**EXERCISES TO COMPLETE**.
a) In the physics post, which three measurements does the Light Problem give for the candle, mirror, and image?
b) In the rows, can you lay out as a numbered list the part that opens with the line containing "Find the <item>fishing" and closes with the line containing "Outlines of the <item>fishing", both lines included? Leave out blank lines and the picture.

Sunday, June 2, 2013

Light Problem (Mirrors and Lenses)

A candle with a flame 1.5cm tall is placed 5.0cm from the front of a concave mirror.  A virtual image is produced that is 10cm from the vertex of the mirror. (a) Find the focal length and radius of curvature of the mirror (b) How tall is the image of the flame?



Energy Problem (The Hiker)

To calculate the climber's change of energy of gravity, the Ug=mgh equation can be used.  The mass is given as 82kg and gravity is 9.8m/s.  The height is changing by 540meters during the two hour period.  By multiplying them all together, the change in energy due to gravity is 433944Joules.

**RECORDS FOR PROCESSING**.
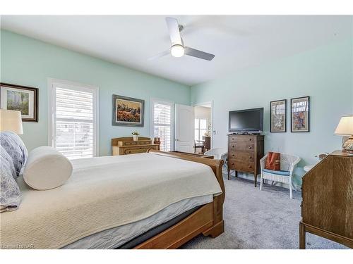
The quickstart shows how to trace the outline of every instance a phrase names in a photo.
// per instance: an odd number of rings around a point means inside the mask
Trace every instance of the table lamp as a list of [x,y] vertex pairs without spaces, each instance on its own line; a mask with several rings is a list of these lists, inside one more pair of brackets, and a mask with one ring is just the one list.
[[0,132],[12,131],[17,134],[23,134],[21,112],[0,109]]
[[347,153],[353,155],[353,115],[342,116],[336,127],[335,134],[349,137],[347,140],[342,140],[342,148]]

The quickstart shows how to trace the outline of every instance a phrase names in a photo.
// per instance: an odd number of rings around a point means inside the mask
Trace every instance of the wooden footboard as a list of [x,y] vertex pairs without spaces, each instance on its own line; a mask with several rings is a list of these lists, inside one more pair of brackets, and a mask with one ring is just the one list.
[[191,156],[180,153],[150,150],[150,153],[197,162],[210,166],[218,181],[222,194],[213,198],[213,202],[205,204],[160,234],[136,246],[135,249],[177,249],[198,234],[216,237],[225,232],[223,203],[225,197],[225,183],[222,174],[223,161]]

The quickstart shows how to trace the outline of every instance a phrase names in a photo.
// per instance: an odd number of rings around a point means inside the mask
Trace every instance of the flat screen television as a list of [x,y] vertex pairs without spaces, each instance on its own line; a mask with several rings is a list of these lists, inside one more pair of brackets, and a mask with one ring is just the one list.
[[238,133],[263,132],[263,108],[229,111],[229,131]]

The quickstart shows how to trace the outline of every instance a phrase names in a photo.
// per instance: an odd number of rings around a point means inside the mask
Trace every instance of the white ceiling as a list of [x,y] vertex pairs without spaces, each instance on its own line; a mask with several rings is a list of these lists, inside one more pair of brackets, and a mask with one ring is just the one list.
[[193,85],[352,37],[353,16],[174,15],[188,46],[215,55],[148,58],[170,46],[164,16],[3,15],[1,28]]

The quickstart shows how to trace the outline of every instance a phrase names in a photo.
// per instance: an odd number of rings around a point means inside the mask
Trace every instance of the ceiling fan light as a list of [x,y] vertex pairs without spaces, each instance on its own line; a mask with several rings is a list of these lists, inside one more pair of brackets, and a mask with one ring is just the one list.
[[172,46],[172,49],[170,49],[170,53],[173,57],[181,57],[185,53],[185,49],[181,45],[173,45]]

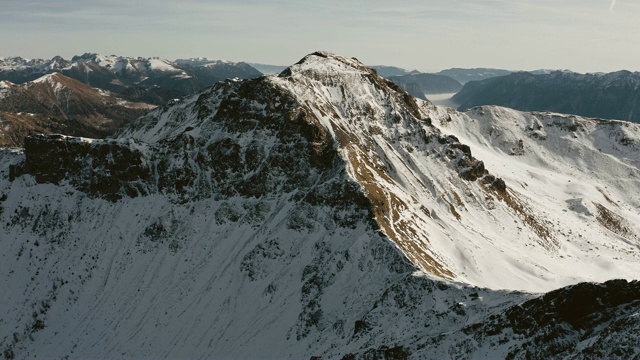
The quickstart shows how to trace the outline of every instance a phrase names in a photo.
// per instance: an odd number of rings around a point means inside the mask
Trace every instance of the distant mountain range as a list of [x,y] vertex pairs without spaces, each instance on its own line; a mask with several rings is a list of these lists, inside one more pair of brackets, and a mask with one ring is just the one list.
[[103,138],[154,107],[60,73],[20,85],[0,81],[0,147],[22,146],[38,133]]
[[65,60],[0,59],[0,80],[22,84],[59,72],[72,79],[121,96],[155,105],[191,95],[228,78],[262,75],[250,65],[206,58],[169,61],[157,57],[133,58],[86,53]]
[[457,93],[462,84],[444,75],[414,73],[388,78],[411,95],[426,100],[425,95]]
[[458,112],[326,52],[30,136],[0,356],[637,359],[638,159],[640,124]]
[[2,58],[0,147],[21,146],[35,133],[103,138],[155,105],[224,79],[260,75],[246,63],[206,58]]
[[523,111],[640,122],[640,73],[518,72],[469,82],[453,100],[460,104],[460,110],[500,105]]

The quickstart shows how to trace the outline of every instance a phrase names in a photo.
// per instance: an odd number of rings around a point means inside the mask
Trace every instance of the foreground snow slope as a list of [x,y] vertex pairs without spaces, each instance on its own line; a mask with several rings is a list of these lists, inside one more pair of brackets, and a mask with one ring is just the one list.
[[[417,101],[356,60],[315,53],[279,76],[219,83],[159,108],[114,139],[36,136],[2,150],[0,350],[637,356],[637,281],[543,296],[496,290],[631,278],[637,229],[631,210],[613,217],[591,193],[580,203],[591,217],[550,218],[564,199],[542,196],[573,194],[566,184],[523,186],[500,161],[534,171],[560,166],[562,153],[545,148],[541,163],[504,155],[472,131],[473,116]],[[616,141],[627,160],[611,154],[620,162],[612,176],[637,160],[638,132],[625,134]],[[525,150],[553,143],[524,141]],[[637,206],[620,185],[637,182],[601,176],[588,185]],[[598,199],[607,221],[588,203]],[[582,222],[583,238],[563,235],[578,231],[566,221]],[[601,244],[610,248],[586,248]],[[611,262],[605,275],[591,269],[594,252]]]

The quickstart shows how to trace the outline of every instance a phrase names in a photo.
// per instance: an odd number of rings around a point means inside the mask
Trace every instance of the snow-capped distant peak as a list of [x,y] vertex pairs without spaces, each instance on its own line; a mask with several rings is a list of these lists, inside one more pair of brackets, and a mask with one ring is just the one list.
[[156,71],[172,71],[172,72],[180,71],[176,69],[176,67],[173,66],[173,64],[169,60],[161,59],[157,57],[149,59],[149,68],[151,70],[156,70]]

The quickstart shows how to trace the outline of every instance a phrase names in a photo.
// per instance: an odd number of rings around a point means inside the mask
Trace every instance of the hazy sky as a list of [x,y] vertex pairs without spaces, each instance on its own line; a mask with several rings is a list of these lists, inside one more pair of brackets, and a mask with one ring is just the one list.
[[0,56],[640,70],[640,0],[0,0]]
* * *
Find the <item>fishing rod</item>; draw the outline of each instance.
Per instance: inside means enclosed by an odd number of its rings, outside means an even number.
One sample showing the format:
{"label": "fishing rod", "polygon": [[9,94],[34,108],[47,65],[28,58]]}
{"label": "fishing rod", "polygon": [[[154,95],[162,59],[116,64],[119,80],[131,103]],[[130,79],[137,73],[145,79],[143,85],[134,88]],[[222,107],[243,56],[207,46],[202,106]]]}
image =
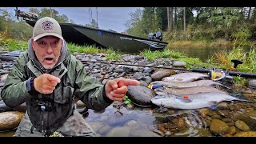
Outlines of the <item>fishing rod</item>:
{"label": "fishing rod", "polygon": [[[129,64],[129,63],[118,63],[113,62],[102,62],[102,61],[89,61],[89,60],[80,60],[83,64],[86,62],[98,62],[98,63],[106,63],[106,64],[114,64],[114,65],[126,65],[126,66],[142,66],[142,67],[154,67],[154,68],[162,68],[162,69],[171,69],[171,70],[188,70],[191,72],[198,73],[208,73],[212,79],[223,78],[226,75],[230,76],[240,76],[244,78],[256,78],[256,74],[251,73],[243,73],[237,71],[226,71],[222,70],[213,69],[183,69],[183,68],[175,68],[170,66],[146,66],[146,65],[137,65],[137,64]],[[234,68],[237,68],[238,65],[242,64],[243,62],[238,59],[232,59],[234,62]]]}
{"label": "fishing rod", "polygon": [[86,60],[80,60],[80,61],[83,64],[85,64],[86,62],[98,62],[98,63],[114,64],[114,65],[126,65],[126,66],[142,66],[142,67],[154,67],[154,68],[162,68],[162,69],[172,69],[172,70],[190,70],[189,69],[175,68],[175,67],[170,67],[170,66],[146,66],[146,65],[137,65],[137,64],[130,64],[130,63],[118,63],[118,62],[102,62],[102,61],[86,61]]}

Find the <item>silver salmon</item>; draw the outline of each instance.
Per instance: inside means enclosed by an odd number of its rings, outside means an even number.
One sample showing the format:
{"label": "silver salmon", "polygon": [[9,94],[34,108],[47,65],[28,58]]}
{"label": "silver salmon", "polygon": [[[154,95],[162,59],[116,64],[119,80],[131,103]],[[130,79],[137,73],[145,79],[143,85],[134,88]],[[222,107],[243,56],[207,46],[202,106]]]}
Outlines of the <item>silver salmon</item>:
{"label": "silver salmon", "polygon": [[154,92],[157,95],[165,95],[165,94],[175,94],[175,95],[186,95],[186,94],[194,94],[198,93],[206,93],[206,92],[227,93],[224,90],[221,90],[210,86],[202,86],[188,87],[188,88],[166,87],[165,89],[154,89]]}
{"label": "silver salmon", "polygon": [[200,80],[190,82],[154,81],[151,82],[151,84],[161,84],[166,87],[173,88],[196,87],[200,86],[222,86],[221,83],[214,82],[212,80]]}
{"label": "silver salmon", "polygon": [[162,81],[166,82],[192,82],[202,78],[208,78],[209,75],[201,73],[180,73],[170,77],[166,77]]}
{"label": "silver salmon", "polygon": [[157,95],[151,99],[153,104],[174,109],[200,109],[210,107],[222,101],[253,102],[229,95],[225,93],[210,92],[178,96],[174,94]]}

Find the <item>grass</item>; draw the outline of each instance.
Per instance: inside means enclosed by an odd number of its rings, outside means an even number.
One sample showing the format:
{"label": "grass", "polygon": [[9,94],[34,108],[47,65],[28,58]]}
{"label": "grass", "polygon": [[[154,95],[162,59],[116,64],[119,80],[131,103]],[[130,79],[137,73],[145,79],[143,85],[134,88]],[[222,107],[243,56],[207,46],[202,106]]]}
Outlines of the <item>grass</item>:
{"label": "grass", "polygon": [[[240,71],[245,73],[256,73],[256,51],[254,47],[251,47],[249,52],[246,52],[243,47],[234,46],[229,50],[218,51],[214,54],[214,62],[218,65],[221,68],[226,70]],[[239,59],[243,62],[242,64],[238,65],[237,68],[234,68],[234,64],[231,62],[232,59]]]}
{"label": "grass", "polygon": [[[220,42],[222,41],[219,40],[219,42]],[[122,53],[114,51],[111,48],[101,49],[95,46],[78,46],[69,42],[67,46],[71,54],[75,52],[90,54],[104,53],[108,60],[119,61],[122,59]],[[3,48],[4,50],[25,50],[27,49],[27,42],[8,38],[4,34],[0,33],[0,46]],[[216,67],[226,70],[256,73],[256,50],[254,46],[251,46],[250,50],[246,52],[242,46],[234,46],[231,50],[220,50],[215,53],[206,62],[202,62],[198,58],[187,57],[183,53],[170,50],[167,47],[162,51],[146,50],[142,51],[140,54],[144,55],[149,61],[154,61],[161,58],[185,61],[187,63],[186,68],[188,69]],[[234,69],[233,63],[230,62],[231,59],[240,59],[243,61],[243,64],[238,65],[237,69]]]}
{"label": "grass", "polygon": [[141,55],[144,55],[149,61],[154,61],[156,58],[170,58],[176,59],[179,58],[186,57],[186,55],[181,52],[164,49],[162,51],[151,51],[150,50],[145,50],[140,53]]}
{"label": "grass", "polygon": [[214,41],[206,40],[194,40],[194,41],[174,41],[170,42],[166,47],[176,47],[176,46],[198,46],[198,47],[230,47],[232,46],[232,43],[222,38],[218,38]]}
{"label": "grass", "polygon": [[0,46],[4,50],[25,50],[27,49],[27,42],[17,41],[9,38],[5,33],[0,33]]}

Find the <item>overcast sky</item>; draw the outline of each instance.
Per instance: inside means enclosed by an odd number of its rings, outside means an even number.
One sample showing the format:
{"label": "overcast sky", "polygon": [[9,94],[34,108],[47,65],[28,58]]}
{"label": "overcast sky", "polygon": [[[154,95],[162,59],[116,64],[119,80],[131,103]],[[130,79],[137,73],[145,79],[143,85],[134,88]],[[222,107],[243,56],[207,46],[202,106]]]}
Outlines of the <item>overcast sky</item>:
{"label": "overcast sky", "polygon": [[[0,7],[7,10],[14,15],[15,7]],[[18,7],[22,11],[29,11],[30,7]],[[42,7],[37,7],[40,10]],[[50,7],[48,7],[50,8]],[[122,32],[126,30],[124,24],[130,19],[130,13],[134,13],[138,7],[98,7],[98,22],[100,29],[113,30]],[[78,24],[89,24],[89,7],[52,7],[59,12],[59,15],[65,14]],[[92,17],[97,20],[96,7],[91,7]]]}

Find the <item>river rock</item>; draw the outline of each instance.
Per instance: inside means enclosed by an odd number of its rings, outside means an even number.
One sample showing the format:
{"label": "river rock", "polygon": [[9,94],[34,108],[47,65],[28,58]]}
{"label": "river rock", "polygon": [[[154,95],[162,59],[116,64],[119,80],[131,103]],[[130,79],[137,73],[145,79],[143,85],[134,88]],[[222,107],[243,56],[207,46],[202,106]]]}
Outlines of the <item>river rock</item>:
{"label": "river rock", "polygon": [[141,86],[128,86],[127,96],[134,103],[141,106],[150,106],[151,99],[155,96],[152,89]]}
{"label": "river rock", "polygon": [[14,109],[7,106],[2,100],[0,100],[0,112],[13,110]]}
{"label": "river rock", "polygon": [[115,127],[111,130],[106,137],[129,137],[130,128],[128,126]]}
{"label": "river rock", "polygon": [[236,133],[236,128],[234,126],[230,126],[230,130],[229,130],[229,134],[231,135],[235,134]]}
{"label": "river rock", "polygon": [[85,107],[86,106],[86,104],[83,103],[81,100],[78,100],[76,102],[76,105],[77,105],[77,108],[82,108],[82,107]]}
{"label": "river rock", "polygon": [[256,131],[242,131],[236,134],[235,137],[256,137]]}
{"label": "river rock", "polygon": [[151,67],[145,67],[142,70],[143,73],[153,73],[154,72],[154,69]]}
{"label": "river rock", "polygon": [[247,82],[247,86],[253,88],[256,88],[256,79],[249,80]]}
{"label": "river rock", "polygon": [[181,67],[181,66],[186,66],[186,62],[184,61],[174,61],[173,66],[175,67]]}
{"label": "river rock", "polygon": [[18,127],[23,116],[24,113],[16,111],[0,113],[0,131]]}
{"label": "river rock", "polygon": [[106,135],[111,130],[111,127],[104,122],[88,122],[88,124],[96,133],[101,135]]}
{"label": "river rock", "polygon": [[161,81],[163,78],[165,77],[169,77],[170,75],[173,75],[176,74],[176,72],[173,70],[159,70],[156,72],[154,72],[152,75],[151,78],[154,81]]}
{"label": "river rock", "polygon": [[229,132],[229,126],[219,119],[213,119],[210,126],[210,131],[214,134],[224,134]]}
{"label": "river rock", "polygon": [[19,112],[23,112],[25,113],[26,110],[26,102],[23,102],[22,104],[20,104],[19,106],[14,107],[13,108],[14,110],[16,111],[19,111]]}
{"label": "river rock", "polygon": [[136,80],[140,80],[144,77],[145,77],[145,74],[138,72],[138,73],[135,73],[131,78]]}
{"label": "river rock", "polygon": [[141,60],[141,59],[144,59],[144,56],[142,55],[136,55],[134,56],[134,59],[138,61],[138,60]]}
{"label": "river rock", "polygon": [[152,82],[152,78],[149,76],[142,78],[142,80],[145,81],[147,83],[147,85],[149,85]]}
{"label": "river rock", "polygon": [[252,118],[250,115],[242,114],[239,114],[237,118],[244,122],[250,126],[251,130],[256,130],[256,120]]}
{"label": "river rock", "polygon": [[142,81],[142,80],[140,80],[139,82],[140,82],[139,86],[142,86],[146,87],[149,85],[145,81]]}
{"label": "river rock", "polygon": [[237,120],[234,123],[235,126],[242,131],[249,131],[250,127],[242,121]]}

**SOLUTIONS**.
a)
1.5cm
5.0cm
10cm

b)
1. Find the <item>fishing rod</item>; draw the outline of each instance.
2. Per instance: inside means enclosed by an odd number of its rings, outside means an even number.
3. One sample showing the format:
4. {"label": "fishing rod", "polygon": [[9,94],[34,108],[47,65],[28,58]]}
5. {"label": "fishing rod", "polygon": [[[154,95],[162,59],[116,64],[119,80],[131,103]],[[130,79],[137,73],[145,79],[143,85],[134,88]],[[222,107],[243,56],[207,46],[202,106]]]}
6. image =
7. Outlines of the <item>fishing rod</item>:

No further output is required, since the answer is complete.